Data shown
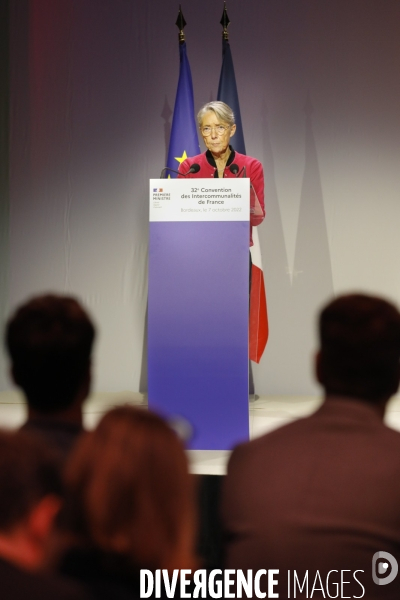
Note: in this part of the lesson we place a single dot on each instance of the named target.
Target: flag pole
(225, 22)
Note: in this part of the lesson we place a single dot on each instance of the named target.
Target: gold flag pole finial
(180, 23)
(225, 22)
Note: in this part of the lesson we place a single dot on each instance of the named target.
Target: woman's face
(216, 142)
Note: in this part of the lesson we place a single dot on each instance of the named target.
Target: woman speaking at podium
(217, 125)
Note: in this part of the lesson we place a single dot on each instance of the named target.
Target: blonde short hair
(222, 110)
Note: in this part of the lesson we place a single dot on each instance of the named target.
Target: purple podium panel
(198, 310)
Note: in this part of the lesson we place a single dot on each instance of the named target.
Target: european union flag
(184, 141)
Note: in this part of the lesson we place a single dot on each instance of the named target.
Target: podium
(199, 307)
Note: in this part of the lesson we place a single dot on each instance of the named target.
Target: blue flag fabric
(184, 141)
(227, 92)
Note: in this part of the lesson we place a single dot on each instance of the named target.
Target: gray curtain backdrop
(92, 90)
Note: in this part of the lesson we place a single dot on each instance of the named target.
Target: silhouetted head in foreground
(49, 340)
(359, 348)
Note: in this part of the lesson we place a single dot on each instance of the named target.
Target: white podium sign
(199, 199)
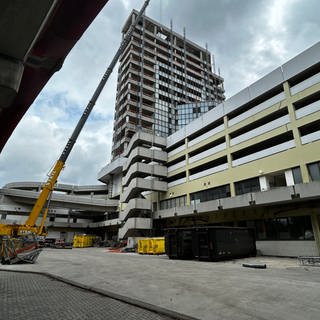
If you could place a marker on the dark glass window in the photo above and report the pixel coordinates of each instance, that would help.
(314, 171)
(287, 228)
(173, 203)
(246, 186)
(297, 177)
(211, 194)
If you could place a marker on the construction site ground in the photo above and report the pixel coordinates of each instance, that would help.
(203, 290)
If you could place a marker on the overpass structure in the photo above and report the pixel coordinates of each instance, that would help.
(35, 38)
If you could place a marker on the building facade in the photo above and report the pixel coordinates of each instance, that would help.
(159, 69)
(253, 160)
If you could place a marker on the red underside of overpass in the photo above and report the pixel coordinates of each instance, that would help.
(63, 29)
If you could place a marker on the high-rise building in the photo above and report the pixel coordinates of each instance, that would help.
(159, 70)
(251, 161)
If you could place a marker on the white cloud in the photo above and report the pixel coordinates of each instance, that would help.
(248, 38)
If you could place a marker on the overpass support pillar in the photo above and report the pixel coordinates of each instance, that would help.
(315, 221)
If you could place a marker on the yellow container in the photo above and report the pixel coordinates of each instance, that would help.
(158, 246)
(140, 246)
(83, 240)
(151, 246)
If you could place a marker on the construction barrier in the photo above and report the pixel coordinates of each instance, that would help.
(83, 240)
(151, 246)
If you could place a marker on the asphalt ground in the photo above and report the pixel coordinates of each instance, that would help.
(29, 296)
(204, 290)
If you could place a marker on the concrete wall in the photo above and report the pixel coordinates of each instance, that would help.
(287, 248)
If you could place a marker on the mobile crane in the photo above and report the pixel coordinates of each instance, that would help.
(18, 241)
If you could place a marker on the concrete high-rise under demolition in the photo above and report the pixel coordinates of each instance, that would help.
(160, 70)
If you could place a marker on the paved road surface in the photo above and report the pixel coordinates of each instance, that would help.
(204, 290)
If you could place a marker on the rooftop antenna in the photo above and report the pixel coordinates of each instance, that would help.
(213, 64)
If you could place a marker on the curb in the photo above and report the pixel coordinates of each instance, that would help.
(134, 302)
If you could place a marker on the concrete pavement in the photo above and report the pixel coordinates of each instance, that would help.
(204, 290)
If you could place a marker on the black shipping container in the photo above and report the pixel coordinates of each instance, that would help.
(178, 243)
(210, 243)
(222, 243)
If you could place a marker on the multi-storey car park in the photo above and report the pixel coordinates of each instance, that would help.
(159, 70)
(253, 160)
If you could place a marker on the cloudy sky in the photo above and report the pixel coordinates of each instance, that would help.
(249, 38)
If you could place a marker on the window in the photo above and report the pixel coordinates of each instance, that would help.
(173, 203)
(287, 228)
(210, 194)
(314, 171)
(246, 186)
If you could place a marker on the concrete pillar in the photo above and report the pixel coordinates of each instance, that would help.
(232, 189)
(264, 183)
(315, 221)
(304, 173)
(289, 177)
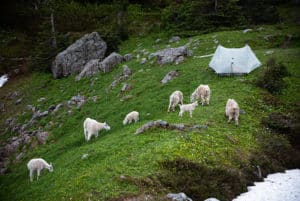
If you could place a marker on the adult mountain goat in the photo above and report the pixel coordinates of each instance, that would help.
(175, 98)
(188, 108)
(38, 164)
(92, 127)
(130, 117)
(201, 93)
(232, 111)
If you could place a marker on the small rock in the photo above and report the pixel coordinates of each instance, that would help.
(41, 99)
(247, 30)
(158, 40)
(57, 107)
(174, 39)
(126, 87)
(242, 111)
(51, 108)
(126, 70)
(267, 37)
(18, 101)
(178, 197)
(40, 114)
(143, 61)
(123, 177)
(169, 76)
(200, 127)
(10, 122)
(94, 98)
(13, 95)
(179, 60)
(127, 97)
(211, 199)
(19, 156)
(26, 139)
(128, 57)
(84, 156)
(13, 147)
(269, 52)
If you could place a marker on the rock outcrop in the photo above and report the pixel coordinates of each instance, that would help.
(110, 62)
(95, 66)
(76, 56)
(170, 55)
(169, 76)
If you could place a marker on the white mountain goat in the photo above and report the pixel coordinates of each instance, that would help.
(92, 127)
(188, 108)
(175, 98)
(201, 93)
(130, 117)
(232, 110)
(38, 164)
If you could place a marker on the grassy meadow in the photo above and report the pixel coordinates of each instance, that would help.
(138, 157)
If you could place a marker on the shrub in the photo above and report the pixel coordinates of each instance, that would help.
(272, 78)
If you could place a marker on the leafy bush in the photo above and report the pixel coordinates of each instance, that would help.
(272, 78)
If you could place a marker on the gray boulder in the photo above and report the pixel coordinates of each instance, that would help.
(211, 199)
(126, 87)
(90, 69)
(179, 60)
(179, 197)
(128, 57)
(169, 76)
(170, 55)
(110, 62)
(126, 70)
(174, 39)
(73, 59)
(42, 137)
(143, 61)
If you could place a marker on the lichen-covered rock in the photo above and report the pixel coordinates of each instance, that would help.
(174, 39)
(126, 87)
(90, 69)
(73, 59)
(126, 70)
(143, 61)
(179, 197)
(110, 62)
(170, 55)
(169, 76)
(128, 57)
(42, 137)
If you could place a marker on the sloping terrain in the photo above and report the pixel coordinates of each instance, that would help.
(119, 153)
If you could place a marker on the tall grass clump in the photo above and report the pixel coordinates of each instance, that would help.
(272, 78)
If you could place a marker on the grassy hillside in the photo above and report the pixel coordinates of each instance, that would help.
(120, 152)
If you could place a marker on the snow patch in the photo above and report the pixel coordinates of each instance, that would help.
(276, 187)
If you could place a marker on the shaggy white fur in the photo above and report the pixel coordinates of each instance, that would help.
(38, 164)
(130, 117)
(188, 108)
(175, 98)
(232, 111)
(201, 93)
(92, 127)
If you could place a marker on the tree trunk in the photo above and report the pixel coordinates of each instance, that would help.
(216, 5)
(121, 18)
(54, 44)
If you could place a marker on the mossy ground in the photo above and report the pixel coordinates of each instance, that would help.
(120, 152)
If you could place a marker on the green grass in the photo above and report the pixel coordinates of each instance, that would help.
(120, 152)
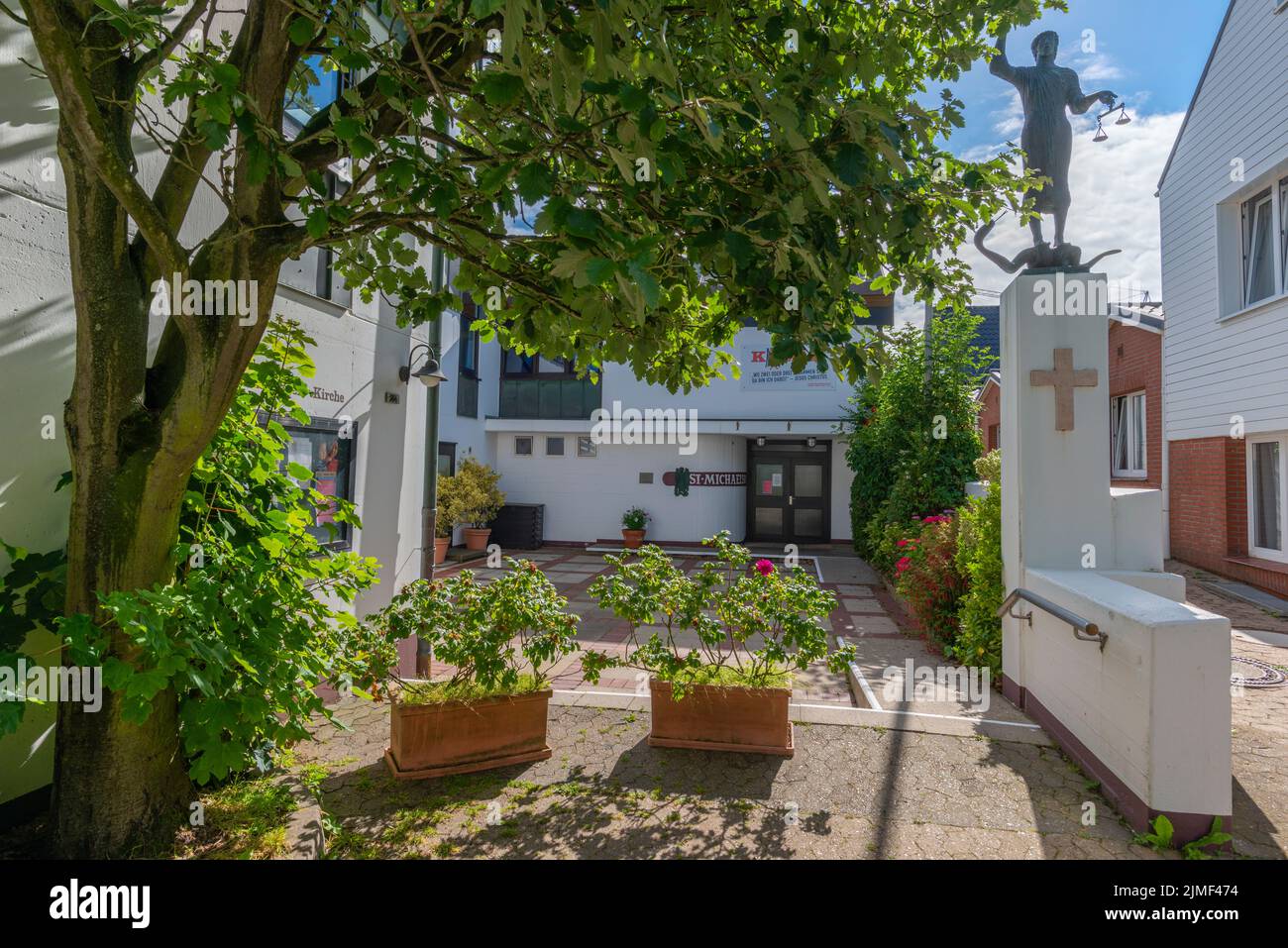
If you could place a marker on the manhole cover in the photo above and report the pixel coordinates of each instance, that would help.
==
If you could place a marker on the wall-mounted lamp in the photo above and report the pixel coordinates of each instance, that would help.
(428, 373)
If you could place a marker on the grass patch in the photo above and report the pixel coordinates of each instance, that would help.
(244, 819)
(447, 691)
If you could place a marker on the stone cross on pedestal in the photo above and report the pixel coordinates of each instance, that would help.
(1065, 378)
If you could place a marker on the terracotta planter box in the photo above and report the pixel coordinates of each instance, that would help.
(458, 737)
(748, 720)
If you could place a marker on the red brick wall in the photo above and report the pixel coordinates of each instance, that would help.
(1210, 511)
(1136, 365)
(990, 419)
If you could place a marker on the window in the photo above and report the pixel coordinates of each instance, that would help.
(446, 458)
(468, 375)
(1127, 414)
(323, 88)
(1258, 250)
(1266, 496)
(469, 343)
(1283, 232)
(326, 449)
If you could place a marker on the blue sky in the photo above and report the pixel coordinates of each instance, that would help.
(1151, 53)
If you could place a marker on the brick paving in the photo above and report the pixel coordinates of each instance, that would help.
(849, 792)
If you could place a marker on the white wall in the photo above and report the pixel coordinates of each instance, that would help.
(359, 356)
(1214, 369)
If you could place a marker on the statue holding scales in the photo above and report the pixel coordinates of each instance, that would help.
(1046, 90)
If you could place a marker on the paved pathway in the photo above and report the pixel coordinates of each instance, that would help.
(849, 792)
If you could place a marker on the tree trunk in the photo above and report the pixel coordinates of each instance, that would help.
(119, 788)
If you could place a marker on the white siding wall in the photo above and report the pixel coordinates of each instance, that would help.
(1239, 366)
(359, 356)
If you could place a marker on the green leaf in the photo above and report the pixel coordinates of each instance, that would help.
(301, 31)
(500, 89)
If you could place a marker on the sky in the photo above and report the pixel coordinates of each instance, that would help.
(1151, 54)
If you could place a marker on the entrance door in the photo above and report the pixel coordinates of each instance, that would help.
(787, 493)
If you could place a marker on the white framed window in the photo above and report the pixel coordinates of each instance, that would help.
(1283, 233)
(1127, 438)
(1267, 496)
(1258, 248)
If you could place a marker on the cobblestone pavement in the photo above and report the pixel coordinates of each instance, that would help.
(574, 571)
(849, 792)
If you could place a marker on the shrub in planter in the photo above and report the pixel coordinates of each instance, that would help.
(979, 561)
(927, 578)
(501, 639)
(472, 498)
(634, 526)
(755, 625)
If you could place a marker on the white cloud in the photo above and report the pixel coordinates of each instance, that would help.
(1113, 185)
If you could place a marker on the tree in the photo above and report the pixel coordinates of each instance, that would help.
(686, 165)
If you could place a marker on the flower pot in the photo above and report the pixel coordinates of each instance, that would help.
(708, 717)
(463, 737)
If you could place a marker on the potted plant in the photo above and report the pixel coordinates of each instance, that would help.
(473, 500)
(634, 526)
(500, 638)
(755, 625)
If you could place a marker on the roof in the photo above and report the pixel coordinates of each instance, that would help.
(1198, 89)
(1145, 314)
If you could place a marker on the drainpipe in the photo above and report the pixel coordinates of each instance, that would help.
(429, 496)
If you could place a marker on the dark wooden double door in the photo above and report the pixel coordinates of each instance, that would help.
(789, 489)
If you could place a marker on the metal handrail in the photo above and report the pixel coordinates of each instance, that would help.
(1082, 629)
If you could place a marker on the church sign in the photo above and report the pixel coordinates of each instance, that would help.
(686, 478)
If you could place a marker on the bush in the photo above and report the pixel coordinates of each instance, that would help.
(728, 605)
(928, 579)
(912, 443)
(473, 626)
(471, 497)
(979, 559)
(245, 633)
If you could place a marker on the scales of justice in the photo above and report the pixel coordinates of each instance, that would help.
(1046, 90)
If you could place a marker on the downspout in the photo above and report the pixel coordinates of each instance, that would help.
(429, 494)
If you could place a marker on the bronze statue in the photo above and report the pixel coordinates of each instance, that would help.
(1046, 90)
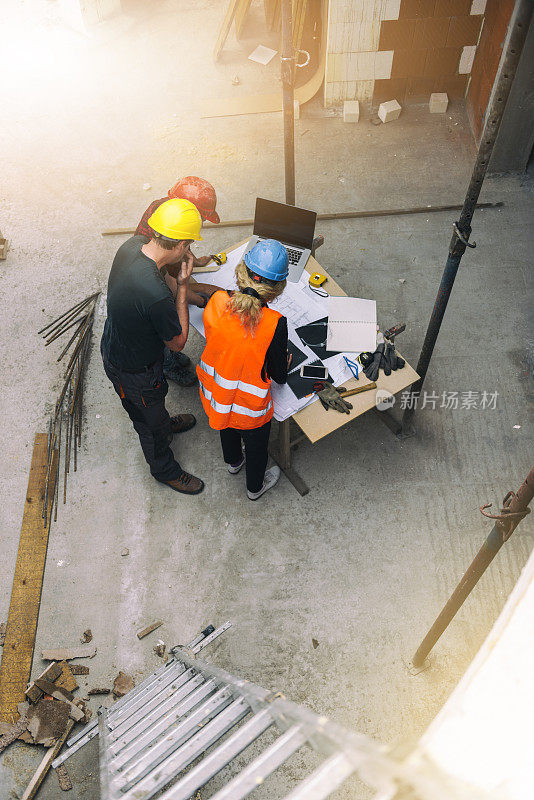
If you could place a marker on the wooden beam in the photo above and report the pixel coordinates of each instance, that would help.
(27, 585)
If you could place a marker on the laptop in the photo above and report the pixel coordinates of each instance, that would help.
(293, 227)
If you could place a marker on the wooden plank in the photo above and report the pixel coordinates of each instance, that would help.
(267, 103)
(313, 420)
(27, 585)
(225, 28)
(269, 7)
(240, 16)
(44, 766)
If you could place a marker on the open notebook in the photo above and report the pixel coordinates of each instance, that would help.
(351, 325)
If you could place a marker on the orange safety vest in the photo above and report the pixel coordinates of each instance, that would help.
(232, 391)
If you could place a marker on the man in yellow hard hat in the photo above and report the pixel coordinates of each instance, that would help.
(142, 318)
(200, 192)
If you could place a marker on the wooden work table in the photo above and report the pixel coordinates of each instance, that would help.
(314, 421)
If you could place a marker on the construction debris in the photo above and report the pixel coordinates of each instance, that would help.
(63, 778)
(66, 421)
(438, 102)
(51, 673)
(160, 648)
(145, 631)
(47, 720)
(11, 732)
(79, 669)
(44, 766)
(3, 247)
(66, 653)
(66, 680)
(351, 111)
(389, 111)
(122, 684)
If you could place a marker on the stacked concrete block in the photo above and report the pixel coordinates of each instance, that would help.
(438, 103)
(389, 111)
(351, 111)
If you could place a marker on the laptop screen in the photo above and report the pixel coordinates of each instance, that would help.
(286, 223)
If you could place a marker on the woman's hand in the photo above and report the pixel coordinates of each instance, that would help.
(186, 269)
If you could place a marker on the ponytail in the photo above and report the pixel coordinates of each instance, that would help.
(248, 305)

Requirement
In the listing above, find the line with "If you could place a marker on the snow" and the line with "If you could place a marker on the manhole". Output both, plus every line between them, and no pictures.

Result below
If you could place a marker on the snow patch in the photo above and report the pixel coordinates of each instance, that would help.
(276, 187)
If you could place a marker on the shaggy white fur in the photo above and report the pixel coordinates of each instance, that would help.
(38, 164)
(130, 117)
(188, 108)
(175, 98)
(232, 111)
(201, 93)
(92, 127)
If you could place a marker on the tree trunk in the photo above and report the pixel coordinates of each instance, that would help.
(216, 5)
(121, 18)
(54, 44)
If you could place a marker on the mossy ground in the photo above and report the pixel coordinates of each instance, that would help.
(120, 152)
If you could place a marker on the green grass in the photo above and report the pixel coordinates of each instance, that would help.
(120, 152)
If you could place a marker on the manhole cover in the photo above and report the pixel coordinates of each instance, that would help.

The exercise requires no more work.